Registros enumerados en un conjunto de datos

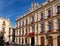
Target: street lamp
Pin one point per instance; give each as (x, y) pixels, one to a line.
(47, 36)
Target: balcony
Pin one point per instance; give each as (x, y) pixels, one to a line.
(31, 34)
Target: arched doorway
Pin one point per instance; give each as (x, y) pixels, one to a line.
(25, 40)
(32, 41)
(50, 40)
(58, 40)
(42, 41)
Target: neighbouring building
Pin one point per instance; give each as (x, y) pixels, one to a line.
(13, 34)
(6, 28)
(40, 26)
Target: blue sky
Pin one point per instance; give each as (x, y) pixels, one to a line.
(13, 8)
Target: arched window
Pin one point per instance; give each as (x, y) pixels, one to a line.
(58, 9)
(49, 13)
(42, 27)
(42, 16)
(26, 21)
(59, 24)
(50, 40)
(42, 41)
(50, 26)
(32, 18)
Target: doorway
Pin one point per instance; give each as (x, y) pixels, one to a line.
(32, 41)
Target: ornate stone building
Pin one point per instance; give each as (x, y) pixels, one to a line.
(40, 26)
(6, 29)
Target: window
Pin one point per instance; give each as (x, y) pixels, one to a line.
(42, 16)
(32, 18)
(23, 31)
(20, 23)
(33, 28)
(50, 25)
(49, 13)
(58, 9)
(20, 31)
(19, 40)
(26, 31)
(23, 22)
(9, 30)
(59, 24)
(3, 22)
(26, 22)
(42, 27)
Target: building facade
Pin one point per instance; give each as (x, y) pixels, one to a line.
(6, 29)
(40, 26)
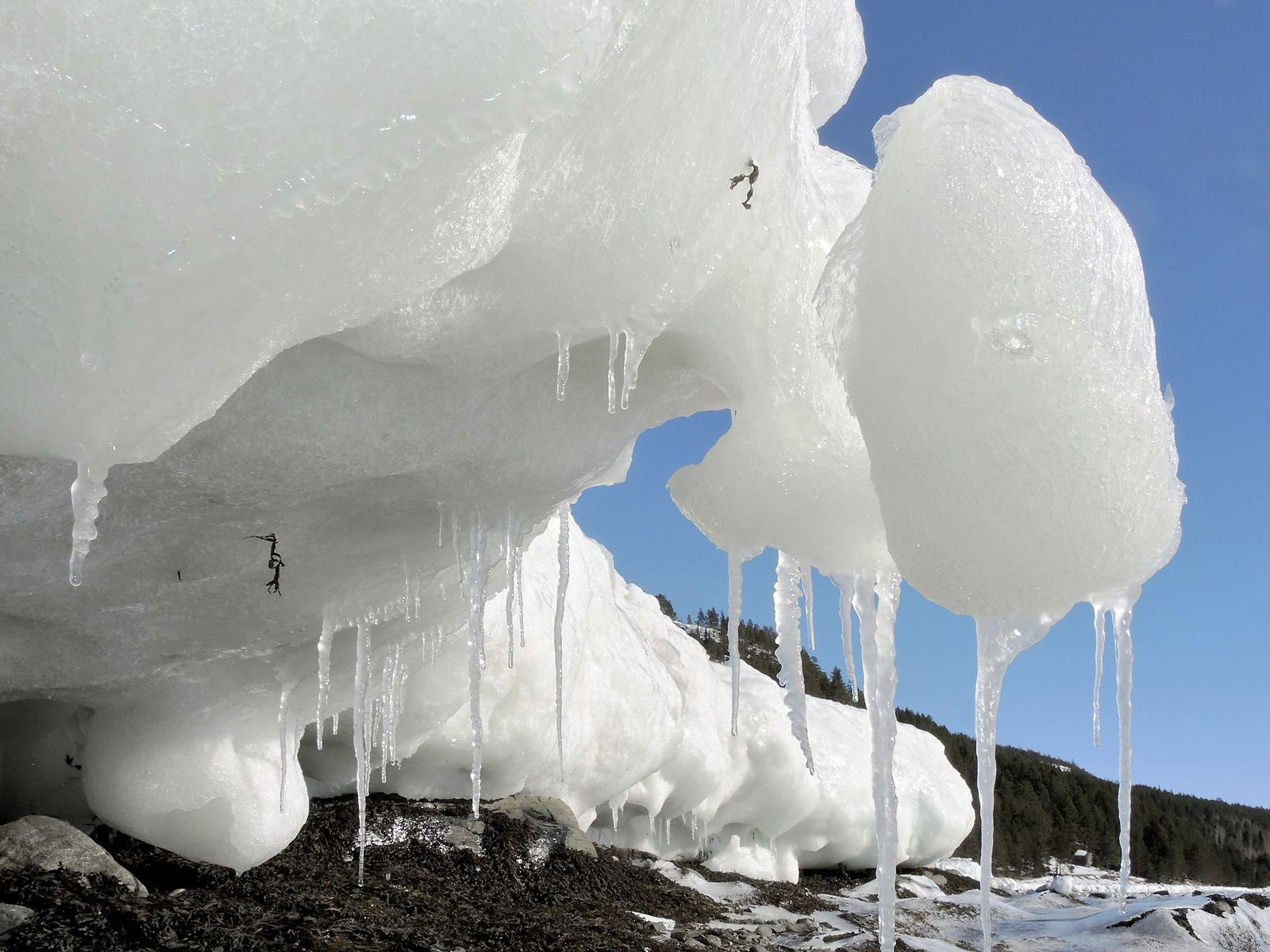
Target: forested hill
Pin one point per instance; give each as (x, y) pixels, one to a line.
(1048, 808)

* * *

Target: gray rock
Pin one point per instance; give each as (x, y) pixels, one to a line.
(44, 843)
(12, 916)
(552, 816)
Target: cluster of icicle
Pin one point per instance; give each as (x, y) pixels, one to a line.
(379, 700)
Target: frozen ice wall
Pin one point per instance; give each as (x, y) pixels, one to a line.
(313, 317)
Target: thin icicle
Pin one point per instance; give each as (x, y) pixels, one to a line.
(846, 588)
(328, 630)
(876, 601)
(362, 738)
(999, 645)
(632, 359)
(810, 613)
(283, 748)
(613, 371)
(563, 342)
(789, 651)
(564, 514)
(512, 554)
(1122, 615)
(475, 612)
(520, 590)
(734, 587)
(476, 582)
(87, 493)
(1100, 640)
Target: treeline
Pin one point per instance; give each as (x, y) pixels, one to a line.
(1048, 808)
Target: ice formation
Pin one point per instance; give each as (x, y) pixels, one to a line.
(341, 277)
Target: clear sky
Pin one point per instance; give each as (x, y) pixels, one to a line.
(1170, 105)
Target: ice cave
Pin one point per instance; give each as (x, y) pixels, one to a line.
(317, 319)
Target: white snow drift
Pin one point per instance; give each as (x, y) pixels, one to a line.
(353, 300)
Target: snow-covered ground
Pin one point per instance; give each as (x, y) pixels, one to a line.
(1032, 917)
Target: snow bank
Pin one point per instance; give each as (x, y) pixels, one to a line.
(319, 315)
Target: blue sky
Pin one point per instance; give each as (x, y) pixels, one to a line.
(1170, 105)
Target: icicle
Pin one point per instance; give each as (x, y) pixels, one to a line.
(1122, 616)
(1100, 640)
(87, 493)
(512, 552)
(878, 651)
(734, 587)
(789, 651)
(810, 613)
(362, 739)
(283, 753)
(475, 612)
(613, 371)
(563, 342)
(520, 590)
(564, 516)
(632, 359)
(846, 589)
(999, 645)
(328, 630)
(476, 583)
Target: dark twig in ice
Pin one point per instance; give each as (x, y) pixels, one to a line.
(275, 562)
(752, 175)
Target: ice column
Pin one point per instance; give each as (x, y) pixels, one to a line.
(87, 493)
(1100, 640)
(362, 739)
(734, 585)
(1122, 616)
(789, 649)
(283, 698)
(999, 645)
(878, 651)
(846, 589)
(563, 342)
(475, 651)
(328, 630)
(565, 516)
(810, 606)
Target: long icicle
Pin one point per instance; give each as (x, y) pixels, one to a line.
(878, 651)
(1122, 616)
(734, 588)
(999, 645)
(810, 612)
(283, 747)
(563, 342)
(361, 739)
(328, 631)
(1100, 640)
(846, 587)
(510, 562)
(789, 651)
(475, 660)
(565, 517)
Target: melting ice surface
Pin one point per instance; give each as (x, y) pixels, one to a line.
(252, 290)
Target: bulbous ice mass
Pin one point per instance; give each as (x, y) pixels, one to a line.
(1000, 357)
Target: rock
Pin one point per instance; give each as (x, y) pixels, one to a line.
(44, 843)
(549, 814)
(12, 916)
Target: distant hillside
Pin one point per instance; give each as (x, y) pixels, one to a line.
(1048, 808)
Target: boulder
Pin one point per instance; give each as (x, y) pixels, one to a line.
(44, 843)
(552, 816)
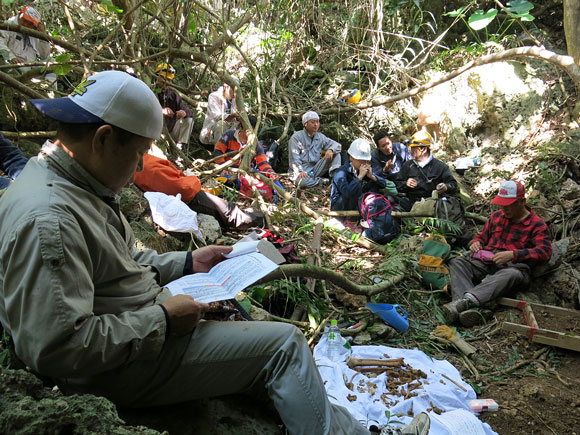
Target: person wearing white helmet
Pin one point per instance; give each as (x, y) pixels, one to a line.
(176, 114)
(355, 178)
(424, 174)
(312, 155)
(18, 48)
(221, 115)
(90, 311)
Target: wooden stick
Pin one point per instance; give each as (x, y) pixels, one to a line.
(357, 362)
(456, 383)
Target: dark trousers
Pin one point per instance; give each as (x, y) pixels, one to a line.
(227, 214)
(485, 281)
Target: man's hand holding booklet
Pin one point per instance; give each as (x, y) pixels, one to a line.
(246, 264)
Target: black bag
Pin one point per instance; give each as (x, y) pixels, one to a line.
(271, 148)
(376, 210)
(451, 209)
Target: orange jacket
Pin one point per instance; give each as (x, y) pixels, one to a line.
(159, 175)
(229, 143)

...

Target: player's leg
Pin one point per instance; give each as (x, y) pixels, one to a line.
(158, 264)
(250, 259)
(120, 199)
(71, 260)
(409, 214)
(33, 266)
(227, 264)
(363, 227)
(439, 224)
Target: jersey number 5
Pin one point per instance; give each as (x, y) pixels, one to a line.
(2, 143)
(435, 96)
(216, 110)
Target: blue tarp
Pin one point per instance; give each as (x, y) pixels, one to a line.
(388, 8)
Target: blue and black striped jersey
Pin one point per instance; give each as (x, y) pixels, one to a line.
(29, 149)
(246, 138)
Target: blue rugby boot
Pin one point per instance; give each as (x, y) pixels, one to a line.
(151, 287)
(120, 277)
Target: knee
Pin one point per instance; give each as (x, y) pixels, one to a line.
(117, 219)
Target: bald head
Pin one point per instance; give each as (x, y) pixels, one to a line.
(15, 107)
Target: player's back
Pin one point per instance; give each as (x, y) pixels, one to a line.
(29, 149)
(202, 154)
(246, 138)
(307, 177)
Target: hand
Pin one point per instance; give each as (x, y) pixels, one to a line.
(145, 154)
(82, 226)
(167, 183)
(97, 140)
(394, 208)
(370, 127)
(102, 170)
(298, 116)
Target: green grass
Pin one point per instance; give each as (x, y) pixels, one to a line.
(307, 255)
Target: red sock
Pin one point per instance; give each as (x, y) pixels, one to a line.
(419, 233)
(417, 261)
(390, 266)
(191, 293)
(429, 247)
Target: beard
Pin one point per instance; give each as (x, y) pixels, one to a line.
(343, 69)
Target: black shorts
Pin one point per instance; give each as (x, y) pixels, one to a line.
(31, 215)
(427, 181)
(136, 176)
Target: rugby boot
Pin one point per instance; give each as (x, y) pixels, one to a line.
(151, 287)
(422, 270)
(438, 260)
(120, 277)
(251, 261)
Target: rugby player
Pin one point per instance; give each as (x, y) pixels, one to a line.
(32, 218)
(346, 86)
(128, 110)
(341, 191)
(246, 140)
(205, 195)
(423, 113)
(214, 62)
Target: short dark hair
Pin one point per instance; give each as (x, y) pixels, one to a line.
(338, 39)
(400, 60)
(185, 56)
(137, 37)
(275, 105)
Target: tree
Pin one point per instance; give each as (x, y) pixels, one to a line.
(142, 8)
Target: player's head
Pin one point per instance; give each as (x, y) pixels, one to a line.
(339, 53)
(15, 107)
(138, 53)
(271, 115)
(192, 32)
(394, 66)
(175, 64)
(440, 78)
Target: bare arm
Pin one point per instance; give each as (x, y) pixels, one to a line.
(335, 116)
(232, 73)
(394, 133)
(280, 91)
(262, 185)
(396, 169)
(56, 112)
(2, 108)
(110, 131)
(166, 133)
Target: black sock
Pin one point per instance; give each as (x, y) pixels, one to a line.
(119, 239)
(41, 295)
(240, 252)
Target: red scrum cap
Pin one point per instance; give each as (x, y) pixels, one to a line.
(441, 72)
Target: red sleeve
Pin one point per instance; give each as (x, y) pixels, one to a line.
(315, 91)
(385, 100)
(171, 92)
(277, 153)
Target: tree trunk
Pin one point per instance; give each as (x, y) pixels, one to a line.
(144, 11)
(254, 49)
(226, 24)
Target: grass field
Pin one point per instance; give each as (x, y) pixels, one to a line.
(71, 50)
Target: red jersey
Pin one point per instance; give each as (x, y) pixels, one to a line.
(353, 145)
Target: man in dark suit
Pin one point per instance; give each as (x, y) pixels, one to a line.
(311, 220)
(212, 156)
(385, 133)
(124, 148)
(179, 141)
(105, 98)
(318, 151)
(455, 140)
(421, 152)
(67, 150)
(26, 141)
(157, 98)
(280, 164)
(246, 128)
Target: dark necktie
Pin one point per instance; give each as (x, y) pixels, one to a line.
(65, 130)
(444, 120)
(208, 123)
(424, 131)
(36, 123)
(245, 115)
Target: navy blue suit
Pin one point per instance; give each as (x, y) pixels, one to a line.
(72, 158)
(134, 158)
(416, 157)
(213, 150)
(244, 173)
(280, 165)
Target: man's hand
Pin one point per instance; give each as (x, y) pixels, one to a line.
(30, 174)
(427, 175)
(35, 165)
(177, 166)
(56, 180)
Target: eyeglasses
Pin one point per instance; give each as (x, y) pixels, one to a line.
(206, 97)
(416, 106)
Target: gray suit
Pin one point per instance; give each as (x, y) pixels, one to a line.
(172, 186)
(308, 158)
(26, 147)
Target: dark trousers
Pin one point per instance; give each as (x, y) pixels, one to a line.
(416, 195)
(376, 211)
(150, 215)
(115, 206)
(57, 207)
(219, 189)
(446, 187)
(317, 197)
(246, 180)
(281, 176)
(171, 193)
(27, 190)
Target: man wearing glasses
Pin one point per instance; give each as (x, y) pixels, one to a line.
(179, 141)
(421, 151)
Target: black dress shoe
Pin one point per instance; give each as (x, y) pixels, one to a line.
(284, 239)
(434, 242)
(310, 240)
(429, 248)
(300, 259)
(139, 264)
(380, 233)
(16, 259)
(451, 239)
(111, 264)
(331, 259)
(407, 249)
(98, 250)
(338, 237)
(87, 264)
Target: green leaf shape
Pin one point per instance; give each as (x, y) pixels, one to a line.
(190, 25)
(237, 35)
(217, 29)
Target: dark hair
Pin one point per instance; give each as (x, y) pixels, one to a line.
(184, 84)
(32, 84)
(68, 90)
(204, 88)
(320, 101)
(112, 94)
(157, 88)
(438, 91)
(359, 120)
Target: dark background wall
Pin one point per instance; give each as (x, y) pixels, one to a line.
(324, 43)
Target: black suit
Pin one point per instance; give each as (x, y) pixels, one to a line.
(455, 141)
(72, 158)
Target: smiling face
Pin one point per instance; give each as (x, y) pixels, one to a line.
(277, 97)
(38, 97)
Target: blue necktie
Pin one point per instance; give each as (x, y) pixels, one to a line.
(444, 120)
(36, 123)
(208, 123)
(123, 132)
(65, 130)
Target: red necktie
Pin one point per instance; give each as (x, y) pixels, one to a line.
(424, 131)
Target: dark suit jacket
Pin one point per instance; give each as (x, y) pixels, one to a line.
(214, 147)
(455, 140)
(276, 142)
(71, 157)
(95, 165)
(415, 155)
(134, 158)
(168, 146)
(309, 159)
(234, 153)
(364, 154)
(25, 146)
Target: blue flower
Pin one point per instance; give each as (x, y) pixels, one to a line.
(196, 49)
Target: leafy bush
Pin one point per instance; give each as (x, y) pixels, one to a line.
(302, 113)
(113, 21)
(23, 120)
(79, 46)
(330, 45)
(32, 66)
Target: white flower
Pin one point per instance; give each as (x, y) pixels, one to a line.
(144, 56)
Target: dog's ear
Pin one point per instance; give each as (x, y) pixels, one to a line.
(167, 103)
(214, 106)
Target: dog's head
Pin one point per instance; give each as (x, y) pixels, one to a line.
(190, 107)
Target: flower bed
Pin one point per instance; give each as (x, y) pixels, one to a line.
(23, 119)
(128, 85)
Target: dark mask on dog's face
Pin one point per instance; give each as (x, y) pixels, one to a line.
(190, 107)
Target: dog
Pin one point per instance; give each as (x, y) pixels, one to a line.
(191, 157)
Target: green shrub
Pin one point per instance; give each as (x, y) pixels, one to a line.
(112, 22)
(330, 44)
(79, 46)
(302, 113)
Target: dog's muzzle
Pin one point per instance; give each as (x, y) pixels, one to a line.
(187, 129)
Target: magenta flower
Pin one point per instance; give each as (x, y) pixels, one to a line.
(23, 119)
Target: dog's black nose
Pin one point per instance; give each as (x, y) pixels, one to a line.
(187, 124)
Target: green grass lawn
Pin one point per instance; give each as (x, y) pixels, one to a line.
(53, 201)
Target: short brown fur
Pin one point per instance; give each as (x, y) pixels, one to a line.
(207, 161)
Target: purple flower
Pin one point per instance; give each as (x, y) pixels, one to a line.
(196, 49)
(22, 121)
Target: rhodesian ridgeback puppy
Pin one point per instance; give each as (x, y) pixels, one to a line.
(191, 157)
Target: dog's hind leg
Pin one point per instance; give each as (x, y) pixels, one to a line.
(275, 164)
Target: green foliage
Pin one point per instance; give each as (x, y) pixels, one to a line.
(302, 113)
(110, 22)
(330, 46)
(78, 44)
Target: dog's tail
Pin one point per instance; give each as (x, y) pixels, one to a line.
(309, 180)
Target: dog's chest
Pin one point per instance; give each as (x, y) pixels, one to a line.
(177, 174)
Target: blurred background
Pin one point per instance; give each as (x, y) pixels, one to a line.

• _Descripción del ejercicio_:
Determina cuántas líneas de los registros anteriores contienen la cadena "snow", teniendo en cuenta mayúsculas y minúsculas. Escribe solo el número.

• _Respuesta completa_:
3